### [Recorded data]
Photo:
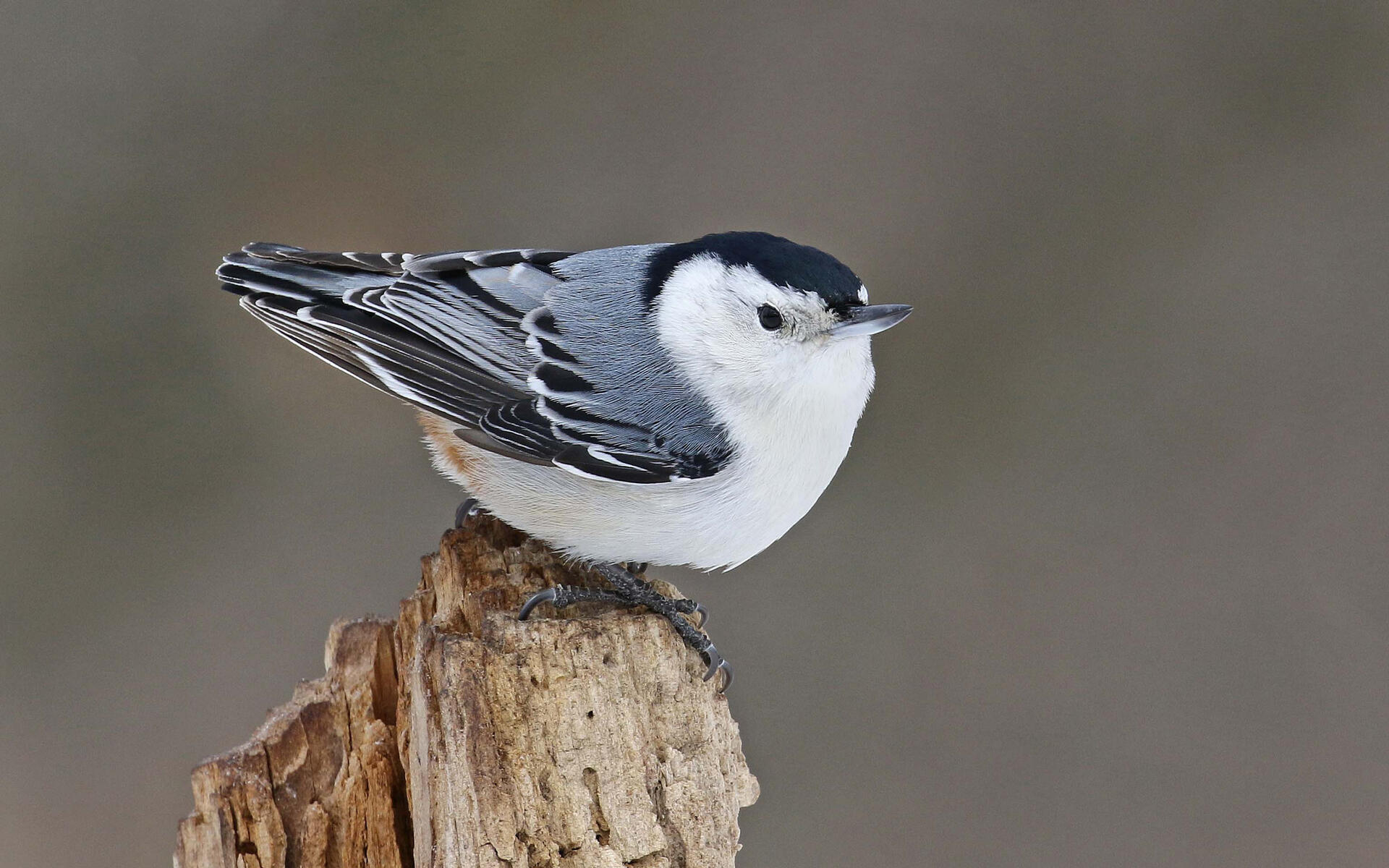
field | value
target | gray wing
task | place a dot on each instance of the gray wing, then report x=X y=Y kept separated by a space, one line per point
x=457 y=333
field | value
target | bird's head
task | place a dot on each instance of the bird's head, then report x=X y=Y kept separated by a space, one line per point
x=755 y=318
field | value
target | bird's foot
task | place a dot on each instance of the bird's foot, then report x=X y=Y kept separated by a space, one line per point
x=466 y=509
x=631 y=590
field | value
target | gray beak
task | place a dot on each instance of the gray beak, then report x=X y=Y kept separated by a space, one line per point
x=870 y=320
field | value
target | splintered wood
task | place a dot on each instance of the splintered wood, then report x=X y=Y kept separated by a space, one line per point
x=462 y=736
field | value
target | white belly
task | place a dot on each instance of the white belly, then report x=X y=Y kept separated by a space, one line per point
x=786 y=451
x=718 y=521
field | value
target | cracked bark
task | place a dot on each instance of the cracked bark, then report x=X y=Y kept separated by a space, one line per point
x=460 y=736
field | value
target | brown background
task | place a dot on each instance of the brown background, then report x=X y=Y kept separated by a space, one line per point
x=1103 y=581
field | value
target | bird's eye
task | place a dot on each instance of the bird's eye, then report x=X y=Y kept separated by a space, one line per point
x=770 y=317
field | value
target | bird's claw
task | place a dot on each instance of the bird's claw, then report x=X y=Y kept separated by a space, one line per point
x=538 y=597
x=466 y=509
x=715 y=664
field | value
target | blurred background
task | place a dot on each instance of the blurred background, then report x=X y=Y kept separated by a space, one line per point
x=1103 y=581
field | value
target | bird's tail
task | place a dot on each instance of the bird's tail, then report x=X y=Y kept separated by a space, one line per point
x=305 y=276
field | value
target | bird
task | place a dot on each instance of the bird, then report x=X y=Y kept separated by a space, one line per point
x=666 y=403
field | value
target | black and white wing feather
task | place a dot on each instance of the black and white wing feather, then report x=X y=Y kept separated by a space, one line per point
x=531 y=359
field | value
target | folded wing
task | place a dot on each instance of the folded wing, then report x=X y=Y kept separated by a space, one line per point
x=467 y=336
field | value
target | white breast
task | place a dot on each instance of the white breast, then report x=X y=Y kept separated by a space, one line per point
x=786 y=451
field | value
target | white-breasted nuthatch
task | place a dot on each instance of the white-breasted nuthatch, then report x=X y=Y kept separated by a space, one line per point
x=656 y=403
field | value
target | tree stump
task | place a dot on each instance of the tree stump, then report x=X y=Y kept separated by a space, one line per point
x=462 y=736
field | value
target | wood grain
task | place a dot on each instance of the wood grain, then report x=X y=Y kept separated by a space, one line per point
x=460 y=736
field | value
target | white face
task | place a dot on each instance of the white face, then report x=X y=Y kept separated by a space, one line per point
x=749 y=345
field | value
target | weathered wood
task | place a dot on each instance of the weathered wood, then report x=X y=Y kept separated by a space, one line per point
x=460 y=736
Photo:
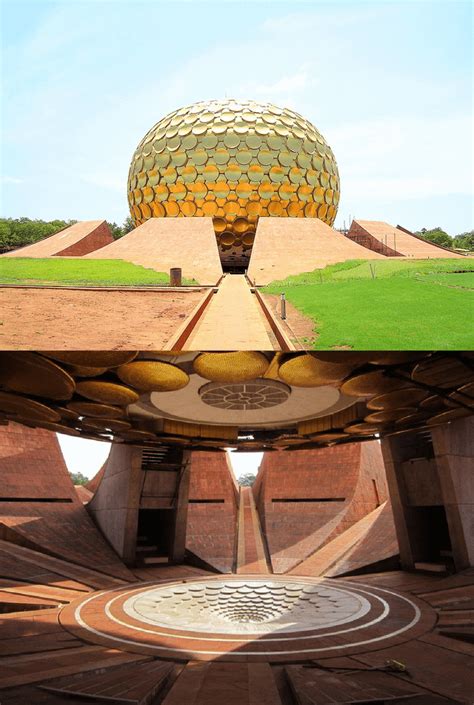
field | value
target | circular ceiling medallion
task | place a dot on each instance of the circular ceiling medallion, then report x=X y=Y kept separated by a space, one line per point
x=257 y=394
x=248 y=618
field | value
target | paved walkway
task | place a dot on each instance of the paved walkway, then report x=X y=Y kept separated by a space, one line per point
x=250 y=548
x=232 y=321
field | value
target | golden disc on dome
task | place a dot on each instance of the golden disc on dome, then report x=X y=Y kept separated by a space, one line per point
x=67 y=414
x=153 y=376
x=240 y=225
x=464 y=394
x=138 y=435
x=304 y=370
x=83 y=371
x=412 y=419
x=327 y=437
x=30 y=373
x=88 y=408
x=209 y=208
x=432 y=403
x=227 y=238
x=14 y=405
x=450 y=415
x=59 y=428
x=104 y=424
x=373 y=384
x=275 y=208
x=219 y=225
x=231 y=366
x=188 y=208
x=107 y=392
x=443 y=372
x=248 y=238
x=107 y=358
x=363 y=429
x=172 y=209
x=388 y=415
x=397 y=399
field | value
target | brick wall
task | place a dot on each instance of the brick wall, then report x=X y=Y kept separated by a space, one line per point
x=211 y=528
x=343 y=474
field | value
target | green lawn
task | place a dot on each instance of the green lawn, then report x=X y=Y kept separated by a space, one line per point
x=79 y=272
x=409 y=305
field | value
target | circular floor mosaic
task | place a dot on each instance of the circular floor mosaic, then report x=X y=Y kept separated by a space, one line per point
x=273 y=618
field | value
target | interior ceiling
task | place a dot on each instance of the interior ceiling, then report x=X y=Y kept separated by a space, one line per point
x=245 y=400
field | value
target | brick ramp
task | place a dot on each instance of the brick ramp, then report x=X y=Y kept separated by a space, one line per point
x=381 y=236
x=40 y=508
x=76 y=240
x=224 y=683
x=350 y=549
x=286 y=246
x=233 y=320
x=163 y=243
x=135 y=684
x=250 y=542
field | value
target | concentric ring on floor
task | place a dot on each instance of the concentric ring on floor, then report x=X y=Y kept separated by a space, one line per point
x=272 y=618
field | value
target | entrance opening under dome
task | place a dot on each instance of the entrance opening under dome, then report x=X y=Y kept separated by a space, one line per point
x=244 y=464
x=234 y=240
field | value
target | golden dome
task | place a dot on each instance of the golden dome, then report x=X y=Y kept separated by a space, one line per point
x=233 y=161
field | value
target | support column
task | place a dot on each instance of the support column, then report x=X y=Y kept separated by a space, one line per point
x=454 y=449
x=178 y=541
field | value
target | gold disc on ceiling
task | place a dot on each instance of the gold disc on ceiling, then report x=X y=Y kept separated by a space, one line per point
x=443 y=372
x=82 y=371
x=415 y=418
x=231 y=366
x=89 y=408
x=13 y=405
x=464 y=395
x=450 y=415
x=137 y=435
x=388 y=415
x=101 y=358
x=363 y=429
x=29 y=373
x=153 y=376
x=397 y=399
x=59 y=428
x=372 y=384
x=307 y=371
x=103 y=425
x=107 y=392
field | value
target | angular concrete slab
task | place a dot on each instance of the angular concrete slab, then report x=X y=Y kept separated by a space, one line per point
x=286 y=246
x=77 y=240
x=163 y=243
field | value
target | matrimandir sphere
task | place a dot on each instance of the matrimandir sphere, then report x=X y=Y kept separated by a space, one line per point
x=233 y=161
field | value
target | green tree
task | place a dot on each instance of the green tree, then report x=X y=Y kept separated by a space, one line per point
x=437 y=236
x=247 y=479
x=78 y=478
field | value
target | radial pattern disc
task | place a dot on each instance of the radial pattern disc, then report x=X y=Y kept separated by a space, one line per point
x=248 y=618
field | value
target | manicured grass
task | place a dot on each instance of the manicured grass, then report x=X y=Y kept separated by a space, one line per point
x=79 y=272
x=402 y=308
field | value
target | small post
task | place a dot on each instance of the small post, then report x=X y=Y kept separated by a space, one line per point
x=176 y=276
x=282 y=307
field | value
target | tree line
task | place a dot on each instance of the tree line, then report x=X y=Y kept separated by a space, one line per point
x=18 y=232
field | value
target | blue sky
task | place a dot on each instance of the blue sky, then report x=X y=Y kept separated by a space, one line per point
x=387 y=83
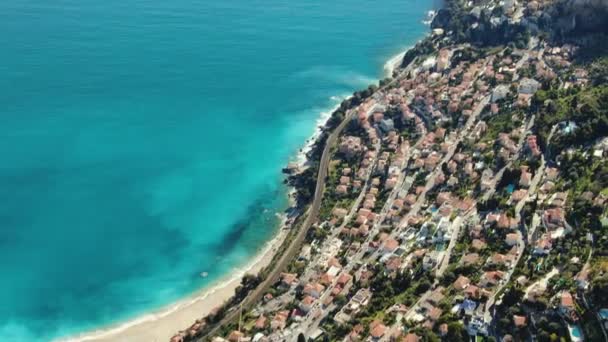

### [Task to carry out]
The response should repeat each record precisely and contain no pictures.

### [Solved problem]
Photo:
field | value
target | gray wing
task | place a dot on each instance of the gray wing, then report x=X y=Y kept separated by a space, one line per point
x=457 y=333
field | value
target | bird's head
task | place a dot on each instance of the bird's head, then report x=X y=Y kept separated by a space, one line per point
x=755 y=318
field | value
target | bird's foot
task | place a dot on each instance of the bird's foot, then report x=X y=Y kept separated by a space, one line per point
x=466 y=509
x=631 y=590
field | value
target | gray beak
task | place a dot on each instance of the gray beak, then report x=X y=Y kept separated by a space, one line per point
x=870 y=320
field | value
target | splintered wood
task | place a dot on each instance of the splintered wood, then report x=X y=Y kept separated by a space, one line per point
x=462 y=736
field | value
target | white belly
task | place a dot on each instance of the white belly, then report x=X y=Y kept separated by a space, one line per point
x=786 y=451
x=718 y=521
field | value
target | cracked bark
task | place a dot on each instance of the cracked bark, then report x=X y=Y kept separated by a space, one line per point
x=460 y=736
field | value
target | brown background
task | place a dot on each instance of the brown background, then report x=X y=Y kept separated by a space, one line per point
x=1103 y=581
field | value
target | bird's eye
task | place a dot on each instance of the bird's eye, then report x=X y=Y kept separated by a space, one line per point
x=770 y=317
field | value
target | bird's claw
task | place a dot on each instance of the bird's claw, then report x=X y=Y kept separated by a space, one line per point
x=538 y=597
x=466 y=509
x=715 y=664
field | value
target | blurred background
task | place a dot on each instance of the blurred background, then report x=X y=Y kept separated by a space, one line per point
x=1103 y=581
field | value
target | bird's tail
task | place a dot on each instance of the bird's tail, then report x=X y=Y kept separated by a space, one line per point
x=305 y=276
field | value
target | bird
task | place a dot on each instance of the bird, then report x=X y=Y kept separated by a space, one line per point
x=666 y=403
field | value
target | black and white wing feather
task | place a dot on each instance of the black and white wing feather, then report x=X y=Y kept separated by a space, one line per point
x=531 y=359
field | value
target | folded wing
task | place a dot on each instance of the folded wing, then report x=X y=Y kept separated by a space, one line per point
x=467 y=336
field | value
target | white breast
task | place a dot on each instance of the white breast, then report x=X y=Y kept separated by a space, one line per point
x=786 y=451
field | value
target | white-breasted nuthatch
task | place a dot on each instance of the white-breasted nuthatch, then report x=X y=Y kept separated by a space, one line per point
x=656 y=403
field | value
target | tree stump
task | place a dot on each instance of the tree stump, then report x=X y=Y kept separated by a space, one line per point
x=462 y=736
field | value
target | wood grain
task | place a dot on each instance of the wood grain, then report x=X y=Y kept separated by a space, one line per point
x=460 y=736
field | value
target | white face
task | place a dot on each instance of the white face, then report x=X y=Y kept separated by a space, one line per point
x=749 y=345
field | value
target | weathered wood
task | place a dot on each instance of the weathered wood, then report x=X y=Y kept separated by a space, one line per point
x=460 y=736
Photo:
field | value
target | circular ceiling medallion
task | place a dot on each instance of the circular ceiling medallion, then report x=X y=Y kept separated by a space, one line per point
x=257 y=394
x=248 y=618
field | value
target | paved walkway
task | place a dot on each instance of the paved walkway, then report x=X y=Y kept separated by a space, one line per point
x=250 y=548
x=232 y=321
field | value
target | golden disc on dome
task | place a dot on each instance of the golden disc on dome, then report x=X y=Y kept separated by a space, one line per point
x=67 y=414
x=153 y=376
x=240 y=225
x=464 y=394
x=138 y=435
x=304 y=370
x=83 y=371
x=412 y=419
x=327 y=437
x=30 y=373
x=88 y=408
x=209 y=208
x=432 y=403
x=227 y=238
x=14 y=405
x=450 y=415
x=59 y=428
x=104 y=424
x=373 y=384
x=275 y=208
x=219 y=225
x=231 y=366
x=188 y=208
x=107 y=392
x=443 y=372
x=248 y=238
x=107 y=358
x=363 y=429
x=172 y=209
x=388 y=415
x=397 y=399
field | value
target | brick wall
task | place a dot on each instance of the brick wall, then report x=X y=Y kept separated by a space, one line per point
x=211 y=528
x=343 y=474
field | value
target | green lawn
task | place a dot on each instance of the green lawn, then report x=X y=Y kept separated by a space, one line per point
x=79 y=272
x=409 y=305
field | value
target | circular floor mosaic
task | place a dot on each instance of the circular floor mosaic, then report x=X y=Y kept separated by a space, one line per point
x=273 y=618
field | value
target | interior ceiling
task | place a dot on each instance of the interior ceiling, then report x=X y=Y kept separated by a space, one line per point
x=245 y=400
field | value
target | brick ramp
task | place a dot on each instance of the brick ramp, then report x=X y=Y kept separated by a space, one line per point
x=381 y=236
x=40 y=508
x=76 y=240
x=224 y=683
x=350 y=549
x=286 y=246
x=233 y=320
x=163 y=243
x=135 y=684
x=250 y=542
field | value
target | concentric ring on floor
task | place a dot on each instance of the concentric ring on floor, then report x=X y=Y kept separated by a space, one line per point
x=272 y=618
field | value
target | entrance opening under dome
task | place a dot on each instance of the entrance opening under dome, then report x=X y=Y kept separated by a space, one line per point
x=244 y=464
x=234 y=240
field | value
target | golden dome
task | place a dot on each instance of the golden dome, then report x=X y=Y kept separated by a space, one line per point
x=233 y=161
field | value
target | support column
task | place a dot on each instance of the support column, then report x=X y=Y kept separated by a space, one line per point
x=454 y=449
x=178 y=541
field | value
target | gold disc on ceiling
task | place a dot on each instance of the gold disc on ceiling, then report x=X y=Y kept separated by a space, one line per point
x=443 y=372
x=82 y=371
x=415 y=418
x=231 y=366
x=89 y=408
x=13 y=405
x=464 y=395
x=450 y=415
x=137 y=435
x=388 y=415
x=101 y=358
x=363 y=429
x=29 y=373
x=153 y=376
x=397 y=399
x=59 y=428
x=372 y=384
x=307 y=371
x=103 y=425
x=107 y=392
field | value
target | angular concrete slab
task | place a dot on each instance of the angular concrete slab, then report x=X y=Y kept separated by a space, one line per point
x=286 y=246
x=77 y=240
x=163 y=243
field | value
target | matrimandir sphere
task | place a dot on each instance of the matrimandir sphere, then report x=X y=Y kept separated by a space, one line per point
x=233 y=161
field | value
target | green tree
task | place a dot on each instance of the green tree, then report x=X y=Y kept separated by a space, one line per point
x=437 y=236
x=247 y=479
x=78 y=478
field | value
target | radial pattern disc
task | place a dot on each instance of the radial pattern disc, then report x=X y=Y kept separated by a space, one line per point
x=248 y=618
field | value
target | manicured grass
task | place a dot on each instance of the manicured grass, then report x=X y=Y kept separated by a space, one line per point
x=79 y=272
x=402 y=308
field | value
target | small post
task | place a dot on each instance of the small post, then report x=X y=Y kept separated by a space, one line per point
x=176 y=276
x=282 y=307
field | value
target | tree line
task | place a dot on each instance of the tree line, then report x=X y=Y kept separated by a space, one line per point
x=18 y=232
field | value
target | blue sky
task | place a dot on each instance of the blue sky, then report x=X y=Y kept separated by a space, one line per point
x=387 y=83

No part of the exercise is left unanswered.